[Text excerpt]:
§
Pharmacokinetic sampling.

Pharmacokinetic blood sampling for efavirenz concentrations was performed on day 8 of drug(s) administration. The administration of efavirenz was switched to mornings 2 days prior to the pharmacokinetic sampling. The date and time of ingestion of study drugs were recorded in a diary and verified on the day of sampling. Blood samples were obtained at times 0, 0.5, 1, 1.5, 2, 3, 4, 6, 8, 10, 12, and 24 h relative to day 8 efavirenz dosing. Blood was centrifuged at 3,000 × g for 10 min, and the plasma was separated and stored in labeled tubes at −70°C until time of drug assay.

Pharmacokinetic analysis.

Efavirenz concentrations in plasma were measured using high-performance liquid chromatography (HPLC) with the UV light method (36). This method is validated over a range of 15 to 10,000 ng/ml and is accurate (90.4 to 110.5%) with intraday and interday precision of 2.3 to 8.3%. The assay is validated according to FDA guidelines and the laboratory is CLIA certified and participates in quarterly national and international external proficiency testing. Maximum efavirenz plasma concentration (C_max), time to C_max (T_max), and concentration at 24 h (C_24h) were obtained by visual inspection of the plasma efavirenz concentration-time profile for each patient. The 24-h-postdose sample for one subject during the rifampin-dosing phase was lost during centrifugation. Since PK sampling was performed at steady state, efavirenz concentration obtained at time zero (907.3 ng/ml) was considered C_24h for this subject (subject identifier [ID] W6). Noncompartmental analysis was conducted using Win Nonlin Professional version 5.2.1 (Pharsight Corporation, Cary, NC). Area under the concentration-time curve from time zero to 24 h (AUC_0-24) was calculated using the log-trapezoidal method. Apparent oral clearance of efavirenz (CL/F) was calculated by dividing the administered efavirenz daily dose (600 mg) by the AUC_0-24. Clearance was normalized to body weight (CL/F/W) measured at study entry in kilograms.
§
[Material provided]:
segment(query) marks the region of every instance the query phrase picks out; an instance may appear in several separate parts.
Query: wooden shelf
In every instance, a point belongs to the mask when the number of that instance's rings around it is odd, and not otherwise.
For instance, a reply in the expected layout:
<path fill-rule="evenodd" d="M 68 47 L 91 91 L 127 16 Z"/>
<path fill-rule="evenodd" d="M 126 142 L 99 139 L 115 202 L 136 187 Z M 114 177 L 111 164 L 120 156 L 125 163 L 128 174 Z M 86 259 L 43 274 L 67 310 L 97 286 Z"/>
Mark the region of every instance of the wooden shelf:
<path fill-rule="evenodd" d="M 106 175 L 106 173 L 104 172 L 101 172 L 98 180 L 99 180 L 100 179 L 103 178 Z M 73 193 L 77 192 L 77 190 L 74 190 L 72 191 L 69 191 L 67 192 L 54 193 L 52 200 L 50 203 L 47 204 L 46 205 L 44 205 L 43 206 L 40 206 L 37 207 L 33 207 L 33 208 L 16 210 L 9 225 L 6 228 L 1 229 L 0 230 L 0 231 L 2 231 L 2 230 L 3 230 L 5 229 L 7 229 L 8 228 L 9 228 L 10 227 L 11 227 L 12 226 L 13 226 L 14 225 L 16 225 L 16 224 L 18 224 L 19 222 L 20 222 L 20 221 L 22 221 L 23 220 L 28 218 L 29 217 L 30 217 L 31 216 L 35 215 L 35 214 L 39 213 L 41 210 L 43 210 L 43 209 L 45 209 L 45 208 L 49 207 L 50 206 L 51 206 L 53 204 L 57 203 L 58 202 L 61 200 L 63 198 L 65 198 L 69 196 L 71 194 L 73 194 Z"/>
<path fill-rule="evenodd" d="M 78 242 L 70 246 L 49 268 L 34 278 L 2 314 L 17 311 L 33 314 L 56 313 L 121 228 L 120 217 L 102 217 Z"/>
§
[What to work on]:
(a) From the efavirenz pharmacokinetics text above, write out the passage starting at "Pharmacokinetic blood sampling" and ending at "Pharmacokinetic analysis.".
(b) In the efavirenz pharmacokinetics text, what speed and duration were used to centrifuge the blood samples?
(c) Continue the efavirenz pharmacokinetics text after its last sentence.

[Expected outputs]:
(a)
Pharmacokinetic blood sampling for efavirenz concentrations was performed on day 8 of drug(s) administration. The administration of efavirenz was switched to mornings 2 days prior to the pharmacokinetic sampling. The date and time of ingestion of study drugs were recorded in a diary and verified on the day of sampling. Blood samples were obtained at times 0, 0.5, 1, 1.5, 2, 3, 4, 6, 8, 10, 12, and 24 h relative to day 8 efavirenz dosing. Blood was centrifuged at 3,000 × g for 10 min, and the plasma was separated and stored in labeled tubes at −70°C until time of drug assay.

Pharmacokinetic analysis.

(b) 3,000 × g for 10 min.

(c)
Enzymes and nuclear receptor genotyping.

Subjects were genotyped for CYP2B6*6 (reference SNP accession no. rs3745274), CYP2B6*16 (rs28399499), CYP2A6*9B (rs8192726), CYP2A6*17 (rs28399454), pregnane X receptor (PXR; NR1I2) 63396C→T single nucleotide polymorphism (SNP) (rs2472677), and constitutive androsane receptor (CAR; NR1I3) G→A SNP (rs2307424) by using Applied Biosystems kits as we previously described. Genotypes for the UGT2B7*2 (rs7439366), UGT2B7*1c (rs28365062), and PXR variants rs3732360C→T were determined by genomic PCR amplification and sequencing as previously described with minor modifications (9, 16, 31). The SNPs were selected because they have been previously shown to be associated with efavirenz plasma concentrations or effect (18, 19, 43), as well as CYP3A4 and CYP2B6 activity (12, 31). The composite CYP2B6 516/983 genotype was defined by the number of minor allele polymorphisms of CYP2B6 516G→T and 983C→T SNPs (0 = extensive metabolizer, 1 = intermediate metabolizer, and 2 = slow metabolizer) (37).

Statistical analysis.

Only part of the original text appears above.